(Saved entries)
***

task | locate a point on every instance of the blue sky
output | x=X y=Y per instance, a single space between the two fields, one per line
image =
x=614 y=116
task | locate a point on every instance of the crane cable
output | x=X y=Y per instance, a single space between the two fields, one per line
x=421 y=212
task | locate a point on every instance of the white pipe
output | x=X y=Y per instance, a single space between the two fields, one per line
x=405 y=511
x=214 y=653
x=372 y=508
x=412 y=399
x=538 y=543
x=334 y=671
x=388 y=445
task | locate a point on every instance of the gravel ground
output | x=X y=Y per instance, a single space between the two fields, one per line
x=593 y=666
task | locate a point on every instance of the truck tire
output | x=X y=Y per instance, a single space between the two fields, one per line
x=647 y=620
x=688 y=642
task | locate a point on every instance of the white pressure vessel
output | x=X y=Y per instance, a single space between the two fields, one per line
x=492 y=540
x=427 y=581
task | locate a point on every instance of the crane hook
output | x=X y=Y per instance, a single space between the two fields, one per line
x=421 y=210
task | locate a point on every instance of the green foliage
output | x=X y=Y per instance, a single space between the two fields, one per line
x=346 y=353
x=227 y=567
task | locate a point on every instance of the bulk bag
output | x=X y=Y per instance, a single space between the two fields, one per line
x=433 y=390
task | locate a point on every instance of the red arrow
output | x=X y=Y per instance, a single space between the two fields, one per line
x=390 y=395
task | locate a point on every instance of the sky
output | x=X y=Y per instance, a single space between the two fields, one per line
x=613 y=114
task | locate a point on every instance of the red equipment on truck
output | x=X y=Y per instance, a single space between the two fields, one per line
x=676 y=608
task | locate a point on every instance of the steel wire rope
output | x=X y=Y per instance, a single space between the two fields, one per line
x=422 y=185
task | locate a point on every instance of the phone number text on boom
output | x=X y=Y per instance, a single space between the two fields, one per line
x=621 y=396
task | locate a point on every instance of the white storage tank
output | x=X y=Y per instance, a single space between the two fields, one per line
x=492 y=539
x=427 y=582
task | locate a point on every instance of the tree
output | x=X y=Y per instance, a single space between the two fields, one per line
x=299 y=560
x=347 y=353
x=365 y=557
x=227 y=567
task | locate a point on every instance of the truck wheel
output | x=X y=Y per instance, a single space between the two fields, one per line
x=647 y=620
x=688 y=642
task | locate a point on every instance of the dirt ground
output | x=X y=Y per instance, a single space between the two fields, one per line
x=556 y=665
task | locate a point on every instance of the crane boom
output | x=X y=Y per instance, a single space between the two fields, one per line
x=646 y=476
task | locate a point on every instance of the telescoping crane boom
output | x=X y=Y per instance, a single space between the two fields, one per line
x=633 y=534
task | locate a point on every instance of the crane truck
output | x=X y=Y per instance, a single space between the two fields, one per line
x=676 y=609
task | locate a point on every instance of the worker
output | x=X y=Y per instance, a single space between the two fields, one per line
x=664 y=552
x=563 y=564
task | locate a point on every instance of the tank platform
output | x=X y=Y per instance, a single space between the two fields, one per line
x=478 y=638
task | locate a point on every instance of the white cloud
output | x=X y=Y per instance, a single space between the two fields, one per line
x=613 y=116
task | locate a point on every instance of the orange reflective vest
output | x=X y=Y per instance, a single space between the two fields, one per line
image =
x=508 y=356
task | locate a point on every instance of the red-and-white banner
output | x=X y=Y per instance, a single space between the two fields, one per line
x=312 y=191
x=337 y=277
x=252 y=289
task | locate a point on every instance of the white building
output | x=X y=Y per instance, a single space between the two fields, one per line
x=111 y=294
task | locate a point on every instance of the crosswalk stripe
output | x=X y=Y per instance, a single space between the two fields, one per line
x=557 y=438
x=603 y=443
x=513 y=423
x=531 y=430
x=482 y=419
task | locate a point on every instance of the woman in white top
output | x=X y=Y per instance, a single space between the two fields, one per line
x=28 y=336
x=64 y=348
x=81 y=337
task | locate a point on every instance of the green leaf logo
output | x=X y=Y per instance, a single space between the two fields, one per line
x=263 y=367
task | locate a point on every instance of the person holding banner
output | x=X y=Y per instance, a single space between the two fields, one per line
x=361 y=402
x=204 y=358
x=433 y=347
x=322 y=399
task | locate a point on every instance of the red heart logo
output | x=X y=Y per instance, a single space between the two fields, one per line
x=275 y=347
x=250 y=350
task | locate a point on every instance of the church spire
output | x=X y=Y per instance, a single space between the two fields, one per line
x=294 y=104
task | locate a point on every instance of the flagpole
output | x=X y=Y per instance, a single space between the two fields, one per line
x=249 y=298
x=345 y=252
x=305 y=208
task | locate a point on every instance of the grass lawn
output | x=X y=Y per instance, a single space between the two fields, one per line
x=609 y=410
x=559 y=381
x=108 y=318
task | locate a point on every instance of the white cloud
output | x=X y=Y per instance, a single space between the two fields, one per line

***

How to complete this task
Every line above that holds the word "crane" is to be found and copied.

Solution to this problem
task | locate a point on every instance of the crane cable
task | locate a point on every instance of the crane hook
task | locate a point on every instance of the crane boom
task | locate a point on every instance of the telescoping crane boom
task | locate a point on every instance of the crane truck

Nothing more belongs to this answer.